THE PROBLEM
After counting the lines below that hold the word "before", reply with the count and nothing else.

RECORD SET
------------------------------------------------

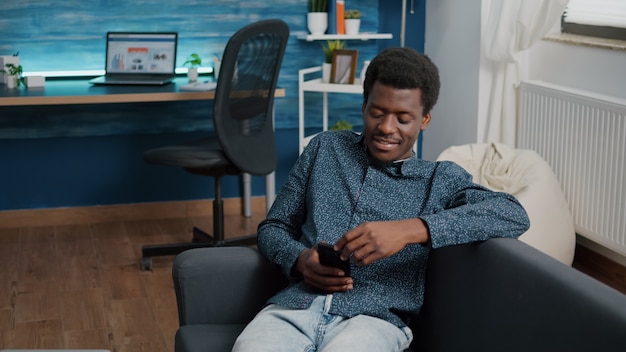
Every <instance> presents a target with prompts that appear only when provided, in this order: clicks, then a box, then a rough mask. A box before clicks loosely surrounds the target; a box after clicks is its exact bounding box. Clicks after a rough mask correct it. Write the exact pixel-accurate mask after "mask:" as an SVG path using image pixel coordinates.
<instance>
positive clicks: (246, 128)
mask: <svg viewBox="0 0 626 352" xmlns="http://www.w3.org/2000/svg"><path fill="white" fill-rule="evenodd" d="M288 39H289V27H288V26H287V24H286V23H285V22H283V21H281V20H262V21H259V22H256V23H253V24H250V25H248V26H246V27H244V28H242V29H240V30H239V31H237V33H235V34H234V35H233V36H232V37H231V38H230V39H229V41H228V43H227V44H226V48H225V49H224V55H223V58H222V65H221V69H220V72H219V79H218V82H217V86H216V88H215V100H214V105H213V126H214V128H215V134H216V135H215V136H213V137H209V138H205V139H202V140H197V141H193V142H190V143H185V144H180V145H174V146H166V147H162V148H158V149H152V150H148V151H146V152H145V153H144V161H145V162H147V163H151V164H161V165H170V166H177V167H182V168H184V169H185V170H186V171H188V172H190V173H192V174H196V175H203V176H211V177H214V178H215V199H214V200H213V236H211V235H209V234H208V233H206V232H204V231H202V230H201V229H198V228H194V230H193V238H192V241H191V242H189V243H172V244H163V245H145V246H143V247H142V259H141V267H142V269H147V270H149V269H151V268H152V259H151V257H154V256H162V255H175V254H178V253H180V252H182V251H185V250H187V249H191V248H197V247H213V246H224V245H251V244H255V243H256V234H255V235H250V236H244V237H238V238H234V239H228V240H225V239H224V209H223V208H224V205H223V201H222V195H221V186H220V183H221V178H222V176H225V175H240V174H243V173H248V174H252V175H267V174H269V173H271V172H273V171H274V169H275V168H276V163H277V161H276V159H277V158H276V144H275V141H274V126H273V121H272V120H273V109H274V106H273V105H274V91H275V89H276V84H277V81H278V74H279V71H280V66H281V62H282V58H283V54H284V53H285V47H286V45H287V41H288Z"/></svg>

------------------------------------------------

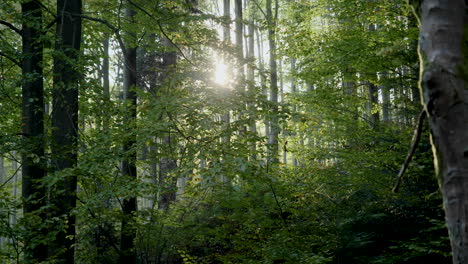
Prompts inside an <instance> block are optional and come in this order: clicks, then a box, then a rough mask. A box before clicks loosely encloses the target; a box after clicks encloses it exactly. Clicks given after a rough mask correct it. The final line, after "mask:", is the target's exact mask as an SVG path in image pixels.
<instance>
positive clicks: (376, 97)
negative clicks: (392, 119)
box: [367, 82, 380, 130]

------------------------------------------------

SOLVED EXERCISE
2